RECORDS SHOWN:
================================

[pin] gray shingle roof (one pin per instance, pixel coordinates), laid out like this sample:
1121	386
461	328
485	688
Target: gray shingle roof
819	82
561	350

================================

WHAT IS ASKED:
Write out every line of the records above, requests included, and add -76 to each coordinate in the answers. Leave the numbers in the requests and their format samples unchanged.

THE REPLY:
[pin] gray shingle roof (one pin per instance, pixel coordinates), laid out like this sample:
1121	386
461	328
485	688
Target: gray shingle roof
743	6
485	274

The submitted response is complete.